Provided records:
►
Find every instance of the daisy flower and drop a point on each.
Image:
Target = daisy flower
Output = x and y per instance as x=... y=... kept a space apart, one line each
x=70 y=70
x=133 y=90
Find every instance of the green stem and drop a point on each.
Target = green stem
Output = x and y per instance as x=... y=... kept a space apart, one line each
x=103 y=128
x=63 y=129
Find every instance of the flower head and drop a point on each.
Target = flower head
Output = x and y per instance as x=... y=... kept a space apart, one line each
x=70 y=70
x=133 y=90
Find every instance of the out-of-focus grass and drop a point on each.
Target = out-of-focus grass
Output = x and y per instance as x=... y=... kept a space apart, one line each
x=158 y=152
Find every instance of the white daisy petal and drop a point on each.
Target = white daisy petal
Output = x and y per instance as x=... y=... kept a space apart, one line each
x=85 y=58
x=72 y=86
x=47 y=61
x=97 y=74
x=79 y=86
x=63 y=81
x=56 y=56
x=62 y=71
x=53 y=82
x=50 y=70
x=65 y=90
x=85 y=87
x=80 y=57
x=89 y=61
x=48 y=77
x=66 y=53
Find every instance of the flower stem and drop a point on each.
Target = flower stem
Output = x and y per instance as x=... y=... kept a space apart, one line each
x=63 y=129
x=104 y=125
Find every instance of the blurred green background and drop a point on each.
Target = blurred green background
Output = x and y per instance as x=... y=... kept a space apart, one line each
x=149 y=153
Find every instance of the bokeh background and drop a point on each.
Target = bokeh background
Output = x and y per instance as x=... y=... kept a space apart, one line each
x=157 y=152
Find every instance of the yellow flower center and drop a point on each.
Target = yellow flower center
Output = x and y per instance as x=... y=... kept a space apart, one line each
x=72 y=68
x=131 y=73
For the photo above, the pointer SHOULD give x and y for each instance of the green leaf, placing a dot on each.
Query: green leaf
◄
Work instruction:
"white" is the string to look for; please copy every line of the records above where it appears.

Completed task:
Find every instance of the white daisy petal and drop a point on each.
Target = white daisy petal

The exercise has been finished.